RECORDS FOR PROCESSING -
========================

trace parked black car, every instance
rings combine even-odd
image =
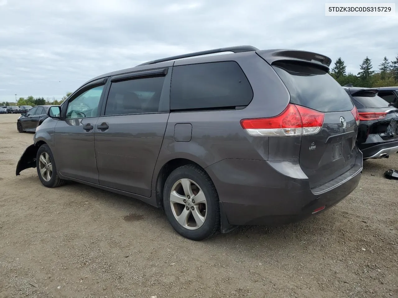
[[[47,118],[47,110],[51,106],[37,106],[26,114],[22,113],[17,121],[17,129],[20,132],[34,132],[36,128]]]
[[[20,107],[22,113],[27,113],[32,108],[31,106],[21,106]]]
[[[398,108],[398,86],[377,88],[377,95],[388,102],[390,105]]]
[[[379,89],[343,87],[359,114],[357,143],[364,159],[398,151],[398,109],[377,94]]]
[[[7,107],[7,112],[8,114],[21,114],[22,111],[18,106],[9,106]]]

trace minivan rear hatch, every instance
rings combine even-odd
[[[291,104],[311,109],[315,115],[324,115],[320,130],[301,137],[299,162],[312,188],[354,166],[359,119],[348,95],[328,73],[330,60],[297,52],[293,59],[277,59],[274,55],[271,64],[289,91]],[[300,60],[300,54],[305,59]]]

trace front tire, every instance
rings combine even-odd
[[[202,240],[220,230],[218,195],[199,166],[187,165],[172,172],[165,183],[163,206],[172,226],[186,238]]]
[[[22,127],[22,124],[21,123],[21,121],[18,121],[17,122],[17,130],[18,130],[18,132],[25,132],[23,128]]]
[[[58,176],[53,153],[47,144],[42,145],[37,151],[36,167],[39,178],[46,187],[57,187],[65,183]]]

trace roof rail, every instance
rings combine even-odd
[[[160,62],[165,62],[170,61],[172,60],[176,60],[178,59],[181,59],[182,58],[188,58],[190,57],[195,57],[195,56],[200,56],[202,55],[208,55],[211,54],[215,54],[216,53],[222,53],[224,52],[232,52],[234,53],[241,53],[242,52],[250,52],[251,51],[257,51],[258,49],[252,46],[230,46],[228,48],[216,48],[214,50],[208,50],[207,51],[202,51],[201,52],[196,52],[194,53],[190,53],[189,54],[185,54],[183,55],[179,55],[177,56],[172,56],[168,57],[167,58],[162,58],[162,59],[158,59],[156,60],[153,60],[152,61],[148,61],[144,63],[137,65],[137,66],[140,66],[142,65],[148,65],[150,64],[154,64],[158,63]]]

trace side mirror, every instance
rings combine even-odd
[[[53,119],[61,118],[61,107],[59,106],[50,106],[47,110],[47,116]]]

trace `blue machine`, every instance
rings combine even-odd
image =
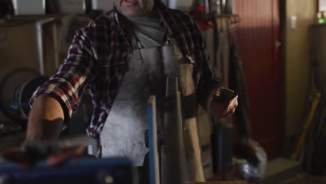
[[[57,167],[39,162],[24,169],[15,163],[0,164],[1,184],[135,183],[132,163],[125,158],[72,159]]]

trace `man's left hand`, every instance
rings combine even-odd
[[[229,117],[238,107],[238,95],[228,89],[221,88],[212,94],[208,112],[214,117]]]

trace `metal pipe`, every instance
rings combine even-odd
[[[40,65],[40,73],[44,75],[44,54],[43,54],[43,25],[54,21],[55,18],[47,18],[36,22],[36,40],[38,43],[38,63]]]

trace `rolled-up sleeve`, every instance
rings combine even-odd
[[[56,74],[36,89],[30,100],[31,107],[38,96],[47,93],[61,105],[65,121],[71,118],[72,112],[78,108],[79,98],[93,77],[95,57],[91,33],[89,26],[76,31],[67,59]]]

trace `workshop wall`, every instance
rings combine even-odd
[[[306,114],[311,61],[308,30],[316,22],[317,1],[288,0],[286,3],[285,122],[286,135],[290,137],[301,128]]]

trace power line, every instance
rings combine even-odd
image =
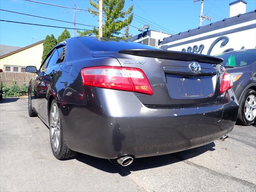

========================

STATED EXERCISE -
Please arrange every line of the entries above as a numbered list, skipping blank lines and leaving the pictures out.

EXERCISE RESULT -
1. trace parked black car, every instance
2. rings combine even-odd
3. image =
4. [[[47,118],[47,110],[51,106],[37,106],[26,114],[22,113],[17,121],[17,129],[20,132],[34,132],[36,128]]]
5. [[[20,107],[22,113],[27,113],[32,108],[31,106],[21,106]]]
6. [[[398,108],[398,86],[377,88],[377,95],[388,102],[390,105]]]
7. [[[379,89],[343,87],[359,114],[357,143],[364,159],[398,151],[398,109],[377,94]]]
8. [[[7,107],[7,112],[8,114],[21,114],[22,111],[18,106],[9,106]]]
9. trace minivan rear hatch, every instance
10. rings combine even-odd
11. [[[291,104],[311,109],[315,115],[324,115],[320,130],[301,137],[299,162],[312,188],[354,166],[359,119],[348,95],[328,73],[330,60],[297,52],[293,59],[277,59],[274,55],[271,64],[289,91]],[[300,60],[300,54],[305,59]]]
12. trace front tire, every instance
13. rings combine even-odd
14. [[[202,240],[220,230],[218,195],[199,166],[187,165],[172,172],[165,183],[163,206],[172,226],[186,238]]]
15. [[[22,127],[22,124],[21,123],[21,121],[18,121],[17,122],[17,130],[18,130],[18,132],[25,132],[23,128]]]
16. [[[58,176],[53,153],[47,144],[42,145],[37,151],[36,167],[39,178],[46,187],[57,187],[65,183]]]
17. trace roof rail, every instance
18. rings combine even-odd
19. [[[160,62],[165,62],[170,61],[172,60],[176,60],[178,59],[181,59],[182,58],[188,58],[190,57],[195,57],[195,56],[200,56],[202,55],[208,55],[211,54],[215,54],[216,53],[222,53],[224,52],[232,52],[234,53],[241,53],[242,52],[250,52],[251,51],[257,51],[258,49],[252,46],[230,46],[228,48],[216,48],[214,50],[208,50],[207,51],[202,51],[201,52],[196,52],[194,53],[190,53],[189,54],[185,54],[183,55],[179,55],[177,56],[172,56],[168,57],[167,58],[162,58],[162,59],[158,59],[156,60],[153,60],[152,61],[148,61],[144,63],[137,65],[137,66],[140,66],[142,65],[148,65],[150,64],[154,64],[158,63]]]
20. trace side mirror, every instance
21. rings combine even-odd
22. [[[53,119],[61,118],[61,107],[59,106],[50,106],[47,110],[47,116]]]
23. trace `blue machine`, every instance
24. rings combine even-odd
25. image =
26. [[[57,167],[39,162],[24,169],[15,163],[0,164],[1,184],[135,183],[132,163],[125,158],[72,159]]]
27. trace `man's left hand`, every instance
28. rings combine even-odd
29. [[[229,117],[238,107],[238,95],[228,89],[221,88],[212,94],[208,112],[214,117]]]
30. trace `metal pipe`, every instance
31. rings combine even-odd
32. [[[40,65],[40,73],[44,75],[44,54],[43,54],[43,25],[54,21],[55,18],[47,18],[36,22],[36,40],[38,43],[38,63]]]
33. trace `rolled-up sleeve`, every instance
34. rings combine even-odd
35. [[[56,74],[36,89],[30,100],[31,107],[38,96],[47,93],[61,105],[65,121],[71,118],[72,112],[78,108],[79,98],[93,77],[95,57],[91,33],[89,26],[76,31],[67,59]]]
36. trace `workshop wall`, every instance
37. rings combine even-odd
38. [[[306,114],[311,61],[308,30],[316,22],[317,1],[288,0],[286,3],[285,122],[286,135],[290,137],[301,128]]]
39. trace power line, every instance
40. rings combine even-odd
41. image =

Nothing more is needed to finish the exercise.